*** Metin bölümü
Bir ömür sorumluluk bilinciyle yaşamak


Okuduğum âyet-i kerimede Yüce Rabbimiz şöyle 
buyuruyor: “Her canlı ölümü tadacaktır. Kıyamet 
günü yaptıklarınızın karşılığı size tastamam 
verilecektir. Kim cehennemden uzaklaştırılıp cennete 
konursa o, gerçekten kurtuluşa ermiştir. Dünya 
hayatı zaten aldatıcı şeylerden ibarettir.”1
Okuduğum hadis-i şerifte ise Sevgili 
Peygamberimiz (s.a.s) şöyle buyuruyor: “Akıllı kişi, 
nefsine hâkim olan ve ölüm sonrası için çalışandır. 
Aciz kişi ise nefsinin arzu ve isteklerine uyan ve buna 
rağmen hâlâ Allah’tan iyilik temenni edendir.”2
Aziz Müminler!
Rabbimiz, hangimizin daha güzel ameller 
işleyeceğini sınamak için ölümü ve hayatı yaratmıştır.3
Ebedi âlemde cennet muştusuna ya da cehennem 
azabına dönüşecek olan da işte bu hayat çizgisi üzerinde 
yaptıklarımız ya da ihmal edip terk ettiklerimizdir. 
Hepimiz yaşayarak görüyoruz ki zaman su gibi akıyor 
ve her geçen gün ömür sermayemiz azalıyor. Geçen her 
dakika bizi gençliğimizden uzaklaştırıp olgunluğa ve 
hatta yaşlılığa bir adım daha yaklaştırıyor. Ne zaman, 
nerede ve nasıl karşımıza çıkacağını bilemediğimiz o 
malum sona, yani ölüm ve hesap gününe doğru 
ilerliyoruz. 
Değerli Müslümanlar!
Yüce Rabbimiz Kur’an-ı Kerim’de “İnsan, 
kendisinin başıboş bırakılacağını mı zanneder?”
******
* **Yönerge 1**: Aşağıdaki kayıtlarda "hand" dizesini içeren her satırı bulup kopyala. Büyük ve küçük harf ayrımı dikkate alınmalıdır.
Bu metin ile kayıtlar arasında herhangi bir bağ bulunmamaktadır.
*** Alıştırma kayıtları
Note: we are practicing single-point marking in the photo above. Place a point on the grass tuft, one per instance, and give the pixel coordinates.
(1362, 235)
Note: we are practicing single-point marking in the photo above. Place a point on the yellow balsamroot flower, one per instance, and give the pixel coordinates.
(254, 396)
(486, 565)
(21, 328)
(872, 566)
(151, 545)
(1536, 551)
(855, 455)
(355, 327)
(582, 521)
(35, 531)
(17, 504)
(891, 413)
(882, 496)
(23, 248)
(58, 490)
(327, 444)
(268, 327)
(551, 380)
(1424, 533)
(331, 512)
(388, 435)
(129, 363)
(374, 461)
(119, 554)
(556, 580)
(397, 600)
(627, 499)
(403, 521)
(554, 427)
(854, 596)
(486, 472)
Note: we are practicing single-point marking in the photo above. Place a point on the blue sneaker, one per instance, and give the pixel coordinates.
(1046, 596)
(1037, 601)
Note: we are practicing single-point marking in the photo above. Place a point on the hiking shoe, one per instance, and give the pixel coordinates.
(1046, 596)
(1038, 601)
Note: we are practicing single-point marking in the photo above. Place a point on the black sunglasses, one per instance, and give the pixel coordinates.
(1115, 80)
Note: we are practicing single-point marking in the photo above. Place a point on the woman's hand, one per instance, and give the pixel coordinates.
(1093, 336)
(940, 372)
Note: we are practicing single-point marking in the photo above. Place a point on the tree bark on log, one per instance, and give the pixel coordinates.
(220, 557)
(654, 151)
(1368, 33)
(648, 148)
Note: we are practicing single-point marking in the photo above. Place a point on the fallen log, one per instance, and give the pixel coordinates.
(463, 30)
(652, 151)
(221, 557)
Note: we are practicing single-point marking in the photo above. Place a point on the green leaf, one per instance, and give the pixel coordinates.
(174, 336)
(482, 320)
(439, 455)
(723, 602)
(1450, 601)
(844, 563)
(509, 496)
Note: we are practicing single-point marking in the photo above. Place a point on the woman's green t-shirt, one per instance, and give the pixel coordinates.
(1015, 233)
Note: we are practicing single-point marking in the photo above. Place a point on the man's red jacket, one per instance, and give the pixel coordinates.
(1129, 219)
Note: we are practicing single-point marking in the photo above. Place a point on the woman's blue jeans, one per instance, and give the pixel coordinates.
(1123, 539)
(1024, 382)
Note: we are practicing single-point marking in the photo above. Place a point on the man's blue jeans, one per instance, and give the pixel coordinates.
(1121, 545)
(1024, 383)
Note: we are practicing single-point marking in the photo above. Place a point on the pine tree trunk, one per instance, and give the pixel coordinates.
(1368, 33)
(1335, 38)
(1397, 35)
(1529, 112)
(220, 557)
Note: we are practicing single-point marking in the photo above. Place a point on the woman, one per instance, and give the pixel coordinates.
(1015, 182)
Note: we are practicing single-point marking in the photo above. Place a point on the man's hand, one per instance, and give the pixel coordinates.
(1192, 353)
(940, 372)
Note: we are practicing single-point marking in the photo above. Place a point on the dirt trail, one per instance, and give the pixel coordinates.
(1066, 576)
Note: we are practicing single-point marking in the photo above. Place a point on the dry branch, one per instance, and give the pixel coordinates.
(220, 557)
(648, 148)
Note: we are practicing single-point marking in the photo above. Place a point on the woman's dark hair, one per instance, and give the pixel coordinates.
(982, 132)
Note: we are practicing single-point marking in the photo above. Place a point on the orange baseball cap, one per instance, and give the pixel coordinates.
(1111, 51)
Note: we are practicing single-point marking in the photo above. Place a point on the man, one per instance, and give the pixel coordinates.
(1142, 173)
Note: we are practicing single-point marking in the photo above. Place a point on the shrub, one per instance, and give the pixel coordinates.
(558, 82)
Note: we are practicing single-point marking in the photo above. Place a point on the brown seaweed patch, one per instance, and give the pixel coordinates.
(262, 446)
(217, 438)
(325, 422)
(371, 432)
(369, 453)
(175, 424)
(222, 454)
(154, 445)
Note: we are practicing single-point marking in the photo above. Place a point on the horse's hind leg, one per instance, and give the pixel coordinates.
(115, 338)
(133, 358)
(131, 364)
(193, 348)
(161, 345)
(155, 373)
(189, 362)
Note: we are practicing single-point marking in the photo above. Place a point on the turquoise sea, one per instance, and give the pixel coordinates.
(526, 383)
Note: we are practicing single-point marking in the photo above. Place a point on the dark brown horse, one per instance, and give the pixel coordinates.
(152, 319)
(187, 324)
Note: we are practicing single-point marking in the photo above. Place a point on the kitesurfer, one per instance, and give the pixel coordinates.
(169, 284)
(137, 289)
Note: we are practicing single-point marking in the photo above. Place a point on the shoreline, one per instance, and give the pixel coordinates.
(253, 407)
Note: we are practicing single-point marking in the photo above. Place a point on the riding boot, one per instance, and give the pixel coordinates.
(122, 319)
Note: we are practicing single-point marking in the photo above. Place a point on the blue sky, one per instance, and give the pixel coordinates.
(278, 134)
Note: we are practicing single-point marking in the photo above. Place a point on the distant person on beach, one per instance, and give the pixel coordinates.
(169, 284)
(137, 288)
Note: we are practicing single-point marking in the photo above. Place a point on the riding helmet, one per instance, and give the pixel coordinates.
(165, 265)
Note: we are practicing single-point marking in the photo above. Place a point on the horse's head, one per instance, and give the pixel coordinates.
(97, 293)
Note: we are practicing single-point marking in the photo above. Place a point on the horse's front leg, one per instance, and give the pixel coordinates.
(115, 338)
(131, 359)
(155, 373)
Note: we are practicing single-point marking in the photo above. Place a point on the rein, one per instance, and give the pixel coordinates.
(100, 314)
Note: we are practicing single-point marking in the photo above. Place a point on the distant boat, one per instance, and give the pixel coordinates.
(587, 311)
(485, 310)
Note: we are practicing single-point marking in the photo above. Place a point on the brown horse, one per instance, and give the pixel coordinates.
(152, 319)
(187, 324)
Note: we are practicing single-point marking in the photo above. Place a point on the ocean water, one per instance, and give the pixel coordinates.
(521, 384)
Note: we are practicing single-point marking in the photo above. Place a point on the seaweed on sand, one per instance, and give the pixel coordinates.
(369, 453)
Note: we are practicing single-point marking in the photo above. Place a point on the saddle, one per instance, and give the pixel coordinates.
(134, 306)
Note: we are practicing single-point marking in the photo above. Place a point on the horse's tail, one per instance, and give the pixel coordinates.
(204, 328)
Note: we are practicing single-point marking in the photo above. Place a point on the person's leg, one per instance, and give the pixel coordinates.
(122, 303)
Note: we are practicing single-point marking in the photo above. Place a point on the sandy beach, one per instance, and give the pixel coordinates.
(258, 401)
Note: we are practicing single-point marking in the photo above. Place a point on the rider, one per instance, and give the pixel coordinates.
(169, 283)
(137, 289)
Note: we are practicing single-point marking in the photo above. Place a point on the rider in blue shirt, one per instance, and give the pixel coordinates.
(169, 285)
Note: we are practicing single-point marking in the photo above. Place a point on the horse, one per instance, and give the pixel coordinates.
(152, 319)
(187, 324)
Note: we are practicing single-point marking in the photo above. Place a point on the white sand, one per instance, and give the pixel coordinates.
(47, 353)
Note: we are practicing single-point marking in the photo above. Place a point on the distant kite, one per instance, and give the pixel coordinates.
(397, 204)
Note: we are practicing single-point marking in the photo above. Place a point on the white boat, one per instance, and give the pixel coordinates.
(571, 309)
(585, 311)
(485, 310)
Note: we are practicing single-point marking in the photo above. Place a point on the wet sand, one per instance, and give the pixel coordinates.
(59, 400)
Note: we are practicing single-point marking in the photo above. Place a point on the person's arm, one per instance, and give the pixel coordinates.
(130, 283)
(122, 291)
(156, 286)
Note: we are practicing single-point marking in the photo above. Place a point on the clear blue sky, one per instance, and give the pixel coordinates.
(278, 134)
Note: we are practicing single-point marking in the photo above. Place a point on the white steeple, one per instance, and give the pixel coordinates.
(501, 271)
******
* **Yönerge 2**: Yukarıdaki metin bölümünde aktarılan hadis-i şerife göre akıllı kişi kimdir?

* **Cevap 1**:
Note: we are practicing single-point marking in the photo above. Place a point on the woman's hand, one per instance, and give the pixel coordinates.
Note: we are practicing single-point marking in the photo above. Place a point on the man's hand, one per instance, and give the pixel coordinates.

* **Cevap 2**: Akıllı kişi, nefsine hâkim olan ve ölüm sonrası için çalışandır.